_Instructions_
A - In the article on South Korea's energy plans, what share of the country's power capacity are renewables due to reach by 2034 under the current Basic Plan?
B - Pick up the article on South Korea's energy plans after its final sentence and continue writing it.

_Extract to read_
South Korea to adjust renewables targets, build more nuclear plants

Under current plans, renewables are due to account for 41.9% of South Korea’s power capacity by 2034. Image: Endesa.

South Korea is planning to change its renewables targets as part of a host of energy policies from the country’s new government, which aims to increase the role of nuclear power.

Renewable energy supply goals “must be reestablished in consideration of rational and realistic supply conditions”, the country’s ministry of trade, industry and energy said in a strategy document published today (link in Korean).

While it didn’t reveal new deployment targets for solar and wind, an industry ministry official told Reuters that renewables’ share in the country’s energy mix will be “realistically adjusted to below 30%” by 2030, compared with 6.3% last year.

Under South Korea’s most recent Basic Plan for Electricity Supply and Demand for 2020 – 2034, renewables are due to account for 41.9% of the country’s power capacity by 2034.

The ministry also said it aims to boost exports of new energy industries and target the commercialisation of technologies such as tandem solar cells.

Saved entries:
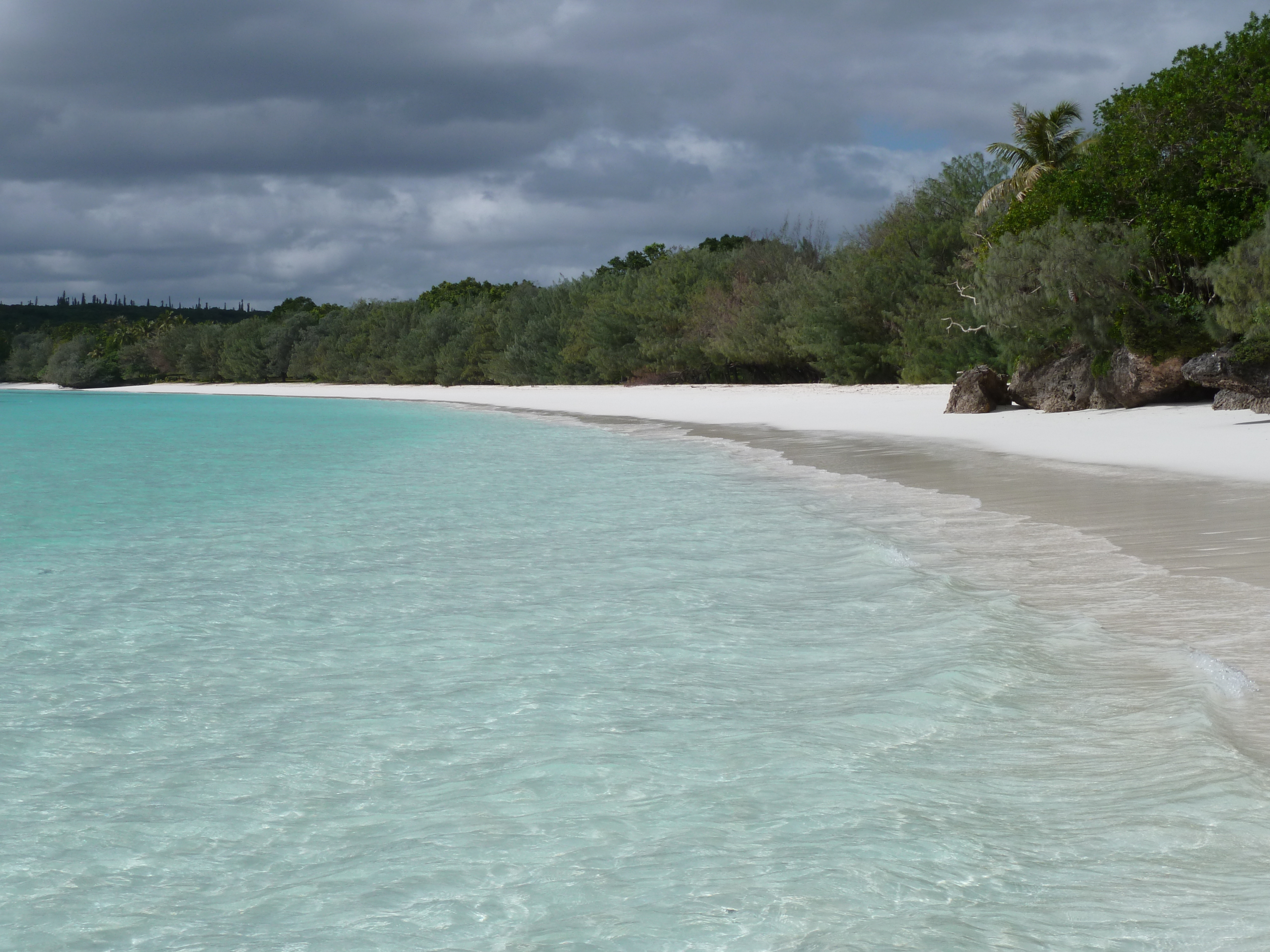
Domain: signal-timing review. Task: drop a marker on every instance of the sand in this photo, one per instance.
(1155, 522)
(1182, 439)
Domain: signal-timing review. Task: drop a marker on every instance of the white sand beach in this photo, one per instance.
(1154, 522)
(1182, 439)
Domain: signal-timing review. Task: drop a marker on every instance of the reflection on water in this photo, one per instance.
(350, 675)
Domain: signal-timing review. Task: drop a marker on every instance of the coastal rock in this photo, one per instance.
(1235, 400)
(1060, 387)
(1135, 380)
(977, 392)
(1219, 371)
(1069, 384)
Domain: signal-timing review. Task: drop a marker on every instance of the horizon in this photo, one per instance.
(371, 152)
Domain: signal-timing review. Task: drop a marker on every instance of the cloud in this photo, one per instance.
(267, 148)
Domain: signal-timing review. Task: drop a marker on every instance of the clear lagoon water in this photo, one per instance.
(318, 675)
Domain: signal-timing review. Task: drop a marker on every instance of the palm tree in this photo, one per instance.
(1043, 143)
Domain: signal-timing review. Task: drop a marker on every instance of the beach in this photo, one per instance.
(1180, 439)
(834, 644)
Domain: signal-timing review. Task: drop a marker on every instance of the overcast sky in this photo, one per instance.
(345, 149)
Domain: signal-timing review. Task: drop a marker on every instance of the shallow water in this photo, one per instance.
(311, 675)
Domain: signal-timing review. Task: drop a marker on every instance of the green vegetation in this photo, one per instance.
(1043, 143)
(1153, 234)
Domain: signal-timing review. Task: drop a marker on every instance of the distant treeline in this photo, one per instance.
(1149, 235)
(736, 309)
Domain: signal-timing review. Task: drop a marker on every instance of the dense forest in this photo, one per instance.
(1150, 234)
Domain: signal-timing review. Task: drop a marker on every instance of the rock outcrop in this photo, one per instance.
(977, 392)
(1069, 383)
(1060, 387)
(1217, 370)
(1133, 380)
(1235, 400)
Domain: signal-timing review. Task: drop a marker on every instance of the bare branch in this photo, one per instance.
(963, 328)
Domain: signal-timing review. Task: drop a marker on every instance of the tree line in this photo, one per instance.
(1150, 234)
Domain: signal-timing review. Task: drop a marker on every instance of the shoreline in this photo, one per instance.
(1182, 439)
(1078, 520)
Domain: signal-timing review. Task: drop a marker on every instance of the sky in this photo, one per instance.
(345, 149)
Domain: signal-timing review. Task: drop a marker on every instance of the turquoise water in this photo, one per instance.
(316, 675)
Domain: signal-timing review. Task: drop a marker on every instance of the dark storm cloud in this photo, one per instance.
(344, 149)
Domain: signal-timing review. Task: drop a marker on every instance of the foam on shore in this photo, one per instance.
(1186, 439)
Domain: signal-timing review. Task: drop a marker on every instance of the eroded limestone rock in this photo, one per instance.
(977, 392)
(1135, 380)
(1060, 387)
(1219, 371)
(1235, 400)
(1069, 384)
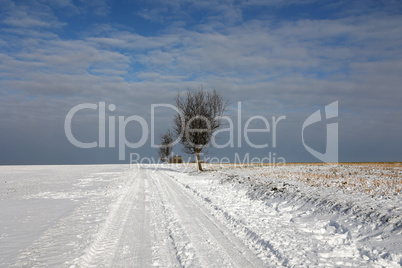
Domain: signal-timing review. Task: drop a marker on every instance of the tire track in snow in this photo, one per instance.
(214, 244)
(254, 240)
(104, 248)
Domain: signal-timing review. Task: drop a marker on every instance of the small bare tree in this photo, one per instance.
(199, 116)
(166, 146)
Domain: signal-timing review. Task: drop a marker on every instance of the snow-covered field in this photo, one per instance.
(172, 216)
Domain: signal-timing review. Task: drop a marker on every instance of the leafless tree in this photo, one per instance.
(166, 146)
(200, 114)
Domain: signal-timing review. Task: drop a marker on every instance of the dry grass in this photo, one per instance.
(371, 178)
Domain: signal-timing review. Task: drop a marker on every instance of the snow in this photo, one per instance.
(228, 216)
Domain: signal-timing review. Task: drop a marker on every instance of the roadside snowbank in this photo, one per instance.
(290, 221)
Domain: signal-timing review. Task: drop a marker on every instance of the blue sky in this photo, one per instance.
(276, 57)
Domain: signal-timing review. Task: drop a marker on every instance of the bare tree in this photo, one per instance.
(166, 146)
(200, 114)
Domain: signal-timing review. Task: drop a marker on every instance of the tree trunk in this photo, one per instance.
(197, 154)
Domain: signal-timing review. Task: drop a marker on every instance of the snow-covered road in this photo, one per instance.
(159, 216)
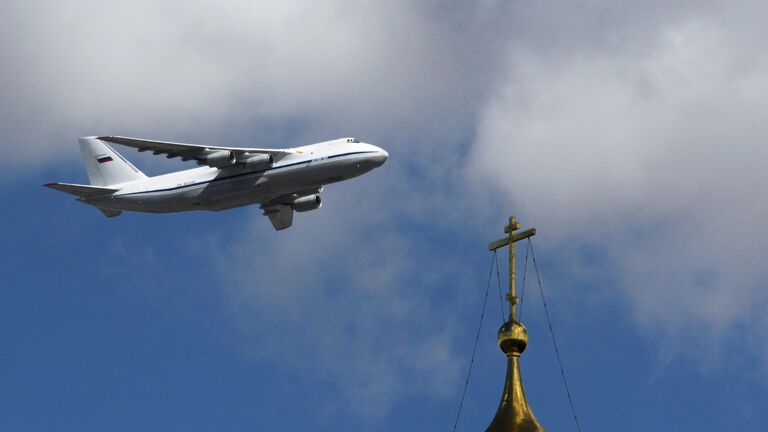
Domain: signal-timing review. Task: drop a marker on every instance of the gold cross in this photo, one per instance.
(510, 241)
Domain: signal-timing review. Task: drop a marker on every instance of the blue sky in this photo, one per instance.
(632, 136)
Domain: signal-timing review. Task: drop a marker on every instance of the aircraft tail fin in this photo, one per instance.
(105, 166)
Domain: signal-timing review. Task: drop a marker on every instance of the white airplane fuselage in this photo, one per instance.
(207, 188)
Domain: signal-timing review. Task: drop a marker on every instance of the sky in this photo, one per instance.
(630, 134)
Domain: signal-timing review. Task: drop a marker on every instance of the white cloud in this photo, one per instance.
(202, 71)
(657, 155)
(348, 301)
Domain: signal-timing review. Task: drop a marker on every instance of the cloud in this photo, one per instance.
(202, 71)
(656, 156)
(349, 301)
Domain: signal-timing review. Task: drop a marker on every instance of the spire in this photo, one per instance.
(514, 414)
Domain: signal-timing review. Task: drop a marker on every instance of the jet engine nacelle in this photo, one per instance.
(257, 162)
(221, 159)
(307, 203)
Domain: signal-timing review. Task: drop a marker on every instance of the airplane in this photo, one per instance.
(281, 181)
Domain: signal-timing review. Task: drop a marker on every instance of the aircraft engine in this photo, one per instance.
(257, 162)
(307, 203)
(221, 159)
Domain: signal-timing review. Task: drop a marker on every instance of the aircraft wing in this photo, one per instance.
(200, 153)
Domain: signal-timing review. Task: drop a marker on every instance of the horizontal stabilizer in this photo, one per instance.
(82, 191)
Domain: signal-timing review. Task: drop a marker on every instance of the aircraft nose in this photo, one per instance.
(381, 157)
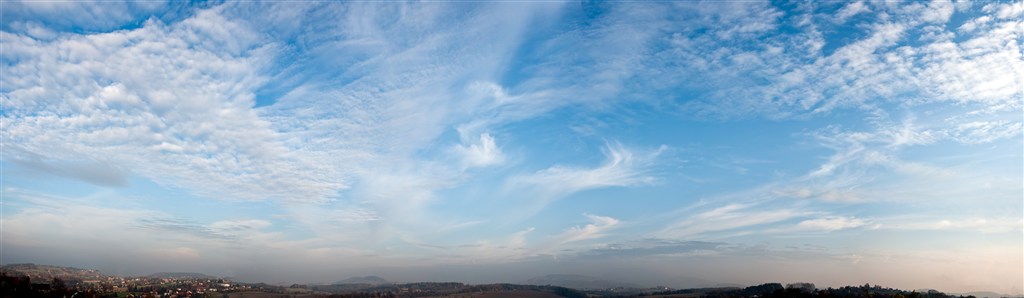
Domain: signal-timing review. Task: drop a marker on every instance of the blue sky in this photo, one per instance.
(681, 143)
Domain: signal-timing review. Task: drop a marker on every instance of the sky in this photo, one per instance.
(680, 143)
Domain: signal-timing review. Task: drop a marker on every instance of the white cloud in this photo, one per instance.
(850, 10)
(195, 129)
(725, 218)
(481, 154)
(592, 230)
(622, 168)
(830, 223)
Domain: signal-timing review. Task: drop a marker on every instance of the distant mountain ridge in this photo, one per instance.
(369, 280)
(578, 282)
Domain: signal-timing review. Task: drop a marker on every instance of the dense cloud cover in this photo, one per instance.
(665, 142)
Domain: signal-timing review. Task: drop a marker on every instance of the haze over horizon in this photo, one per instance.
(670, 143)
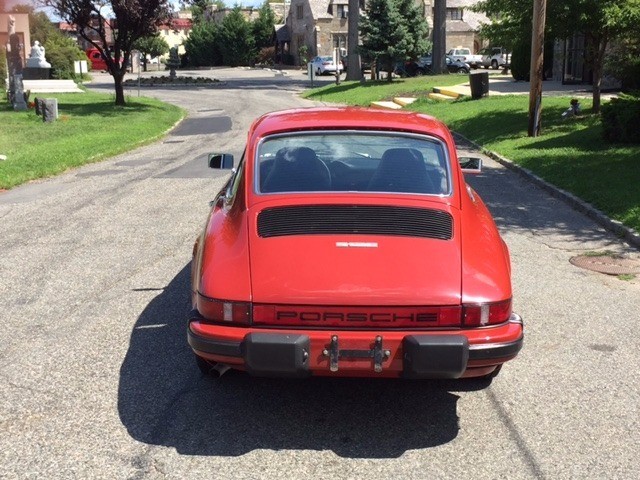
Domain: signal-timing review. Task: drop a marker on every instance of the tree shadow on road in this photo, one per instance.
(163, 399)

_Solved problems_
A - Renewables are due to account for 41.9% of South Korea's power capacity by 2034.

B -
In terms of the grid, key goals include the timely construction of new infrastructure as well as system stabilisation measures aligned with renewable energy generation.

Replacing the previous administration’s nuclear phase-out strategy, the new government’s energy policies include plans to resume construction work on two nuclear reactors and have nuclear power providing more than 30% of the country’s electricity generation by 2030.

Amid the global push toward carbon neutrality, the Russia-Ukraine conflict and energy supply chain uncertainties, energy security and attaining carbon neutral goals “are now more important than ever”, the industry ministry said in a statement.

“In response to these changes, it is imperative that new energy policy goals and directions are set so as to better accomplish carbon neutral government projects and the expansion of nuclear power.”

South Korea is aiming for 34GW of installed solar by 2030 as part of its basic electricity supply plan, according to research firm Wood Mackenzie, which said last year the country could be more ambitious with its 2030 renewables capacity target.

Recent announcements in South Korea’s PV sector include conglomerate Hanwha Group revealing plans to invest US$3.3 billion in clean energy manufacturing and establish a solar research and development hub in the country.